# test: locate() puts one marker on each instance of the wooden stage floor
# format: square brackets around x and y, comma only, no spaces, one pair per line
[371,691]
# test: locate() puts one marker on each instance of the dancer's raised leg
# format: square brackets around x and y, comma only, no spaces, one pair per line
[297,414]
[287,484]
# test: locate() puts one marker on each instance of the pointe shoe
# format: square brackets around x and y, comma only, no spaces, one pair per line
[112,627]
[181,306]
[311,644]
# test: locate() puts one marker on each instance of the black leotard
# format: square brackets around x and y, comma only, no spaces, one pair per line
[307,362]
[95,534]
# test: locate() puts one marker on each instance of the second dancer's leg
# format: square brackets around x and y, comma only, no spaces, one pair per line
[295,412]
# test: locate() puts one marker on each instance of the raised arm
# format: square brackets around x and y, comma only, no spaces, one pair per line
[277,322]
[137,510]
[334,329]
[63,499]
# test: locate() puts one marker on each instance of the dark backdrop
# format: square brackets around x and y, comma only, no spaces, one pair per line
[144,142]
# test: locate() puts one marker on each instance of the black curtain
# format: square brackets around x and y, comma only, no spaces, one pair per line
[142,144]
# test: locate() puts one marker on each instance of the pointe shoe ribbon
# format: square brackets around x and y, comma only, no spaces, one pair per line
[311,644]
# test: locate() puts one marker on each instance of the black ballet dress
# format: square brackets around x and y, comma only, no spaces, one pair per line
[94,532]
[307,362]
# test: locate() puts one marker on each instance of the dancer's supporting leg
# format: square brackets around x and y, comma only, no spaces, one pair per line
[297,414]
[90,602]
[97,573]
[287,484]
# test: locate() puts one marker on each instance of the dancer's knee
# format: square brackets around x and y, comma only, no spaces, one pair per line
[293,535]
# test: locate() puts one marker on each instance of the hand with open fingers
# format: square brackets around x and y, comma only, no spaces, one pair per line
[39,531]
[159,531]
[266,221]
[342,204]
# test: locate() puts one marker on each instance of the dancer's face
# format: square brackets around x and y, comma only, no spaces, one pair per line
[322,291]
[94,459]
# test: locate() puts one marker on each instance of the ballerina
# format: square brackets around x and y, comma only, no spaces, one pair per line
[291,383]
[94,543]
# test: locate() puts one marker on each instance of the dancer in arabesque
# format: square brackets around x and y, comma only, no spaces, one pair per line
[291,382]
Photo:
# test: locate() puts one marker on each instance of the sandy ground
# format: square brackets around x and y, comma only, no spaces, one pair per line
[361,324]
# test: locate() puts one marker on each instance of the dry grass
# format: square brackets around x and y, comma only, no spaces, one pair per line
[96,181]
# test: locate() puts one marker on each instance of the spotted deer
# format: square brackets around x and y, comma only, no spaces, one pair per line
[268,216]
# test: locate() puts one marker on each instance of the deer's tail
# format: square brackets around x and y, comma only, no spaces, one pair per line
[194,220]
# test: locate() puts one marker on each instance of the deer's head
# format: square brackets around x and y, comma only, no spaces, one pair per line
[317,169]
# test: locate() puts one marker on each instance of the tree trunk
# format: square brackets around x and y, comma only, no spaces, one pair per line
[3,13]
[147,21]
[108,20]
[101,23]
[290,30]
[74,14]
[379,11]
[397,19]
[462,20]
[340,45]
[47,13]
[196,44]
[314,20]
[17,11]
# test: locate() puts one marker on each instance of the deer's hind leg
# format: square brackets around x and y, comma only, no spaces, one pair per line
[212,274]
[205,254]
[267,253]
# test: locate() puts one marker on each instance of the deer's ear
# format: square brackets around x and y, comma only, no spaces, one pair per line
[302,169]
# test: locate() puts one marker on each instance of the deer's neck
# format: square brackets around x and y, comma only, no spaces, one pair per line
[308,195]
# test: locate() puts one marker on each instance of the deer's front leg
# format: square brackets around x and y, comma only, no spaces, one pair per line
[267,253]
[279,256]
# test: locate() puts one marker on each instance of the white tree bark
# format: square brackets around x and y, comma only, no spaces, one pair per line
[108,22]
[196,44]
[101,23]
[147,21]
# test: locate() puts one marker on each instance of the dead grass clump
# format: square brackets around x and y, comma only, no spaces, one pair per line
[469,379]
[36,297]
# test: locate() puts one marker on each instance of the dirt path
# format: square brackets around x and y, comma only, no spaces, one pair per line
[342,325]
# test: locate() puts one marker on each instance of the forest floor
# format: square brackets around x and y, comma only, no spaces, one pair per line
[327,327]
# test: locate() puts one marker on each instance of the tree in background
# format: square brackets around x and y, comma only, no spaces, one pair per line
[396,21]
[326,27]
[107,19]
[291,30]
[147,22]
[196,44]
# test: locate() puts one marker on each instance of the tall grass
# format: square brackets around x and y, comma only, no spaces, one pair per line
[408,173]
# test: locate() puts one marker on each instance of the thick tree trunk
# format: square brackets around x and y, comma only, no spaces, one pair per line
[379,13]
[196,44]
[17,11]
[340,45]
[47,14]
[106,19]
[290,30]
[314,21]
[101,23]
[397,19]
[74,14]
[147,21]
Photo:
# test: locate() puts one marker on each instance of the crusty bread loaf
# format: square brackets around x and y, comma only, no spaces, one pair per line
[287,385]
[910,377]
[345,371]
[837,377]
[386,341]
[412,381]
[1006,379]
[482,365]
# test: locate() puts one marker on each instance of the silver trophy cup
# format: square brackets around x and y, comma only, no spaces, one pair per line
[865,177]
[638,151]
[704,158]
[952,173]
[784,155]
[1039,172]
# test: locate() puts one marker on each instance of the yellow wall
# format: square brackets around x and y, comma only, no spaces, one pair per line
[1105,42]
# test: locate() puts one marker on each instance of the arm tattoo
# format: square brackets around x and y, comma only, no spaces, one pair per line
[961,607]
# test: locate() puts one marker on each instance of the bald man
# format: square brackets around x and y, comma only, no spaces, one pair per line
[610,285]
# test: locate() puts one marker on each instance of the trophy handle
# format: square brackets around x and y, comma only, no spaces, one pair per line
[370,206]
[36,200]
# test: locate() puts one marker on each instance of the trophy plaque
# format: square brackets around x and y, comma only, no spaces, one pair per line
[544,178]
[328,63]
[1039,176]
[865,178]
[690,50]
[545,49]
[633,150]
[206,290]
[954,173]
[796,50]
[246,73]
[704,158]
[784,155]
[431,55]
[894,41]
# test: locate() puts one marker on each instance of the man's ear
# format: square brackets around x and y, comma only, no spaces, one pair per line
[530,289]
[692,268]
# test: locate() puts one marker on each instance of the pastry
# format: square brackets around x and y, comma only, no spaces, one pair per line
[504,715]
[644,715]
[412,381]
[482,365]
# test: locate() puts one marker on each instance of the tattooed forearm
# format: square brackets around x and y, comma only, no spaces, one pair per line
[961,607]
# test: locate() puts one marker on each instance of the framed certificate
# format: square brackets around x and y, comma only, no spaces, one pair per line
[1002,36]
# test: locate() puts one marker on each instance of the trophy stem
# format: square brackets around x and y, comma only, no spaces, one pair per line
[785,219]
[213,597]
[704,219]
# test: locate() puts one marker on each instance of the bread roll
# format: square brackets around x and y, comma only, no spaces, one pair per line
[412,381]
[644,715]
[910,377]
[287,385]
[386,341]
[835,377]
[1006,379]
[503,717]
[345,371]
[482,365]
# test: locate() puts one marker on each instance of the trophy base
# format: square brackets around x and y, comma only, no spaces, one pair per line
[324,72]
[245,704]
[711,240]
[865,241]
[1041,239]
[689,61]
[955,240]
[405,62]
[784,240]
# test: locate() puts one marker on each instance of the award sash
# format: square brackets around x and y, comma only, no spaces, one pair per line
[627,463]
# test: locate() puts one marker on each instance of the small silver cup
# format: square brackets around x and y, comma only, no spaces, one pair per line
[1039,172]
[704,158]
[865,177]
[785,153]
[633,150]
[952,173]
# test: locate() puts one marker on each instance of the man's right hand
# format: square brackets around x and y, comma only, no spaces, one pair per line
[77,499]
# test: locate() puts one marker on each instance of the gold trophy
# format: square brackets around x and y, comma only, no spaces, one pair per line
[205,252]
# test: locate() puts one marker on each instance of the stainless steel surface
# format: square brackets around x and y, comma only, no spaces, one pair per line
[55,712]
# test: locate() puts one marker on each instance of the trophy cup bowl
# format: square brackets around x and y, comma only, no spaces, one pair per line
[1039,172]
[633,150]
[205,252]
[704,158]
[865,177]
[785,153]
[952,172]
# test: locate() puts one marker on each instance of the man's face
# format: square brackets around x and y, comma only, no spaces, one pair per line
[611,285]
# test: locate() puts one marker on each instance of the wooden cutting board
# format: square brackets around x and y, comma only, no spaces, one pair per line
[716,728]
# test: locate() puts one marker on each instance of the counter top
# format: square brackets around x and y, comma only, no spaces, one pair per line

········

# Set exercise
Transcribe the records above exactly, but only from the line that contains "stainless steel surface" through their final line, inclusive.

# Written answer
# test: locate() puts one marker on each instance of the stainless steel surface
# format: square brackets around x and y, comma only, no spaces, one pair per line
[55,712]
# test: locate() puts one marker on each instance of the trophy cup bowl
# format: square brackets around x and y, comma only, no spaces, one pair per line
[1039,172]
[633,150]
[205,252]
[704,158]
[865,177]
[785,153]
[952,172]
# test: locate() puts one marker on each instance of the man's face
# format: square brackets around x and y, comma only, no spaces, one pair per line
[611,285]
# test: locate() puts one marker on each instance of the wooden cutting board
# format: square brackets around x and y, comma only, no spaces, one pair per line
[716,728]
# test: locate() puts one marker on each instance of the counter top
# format: square brackets around x and y, comma only, no spaces, one pair per line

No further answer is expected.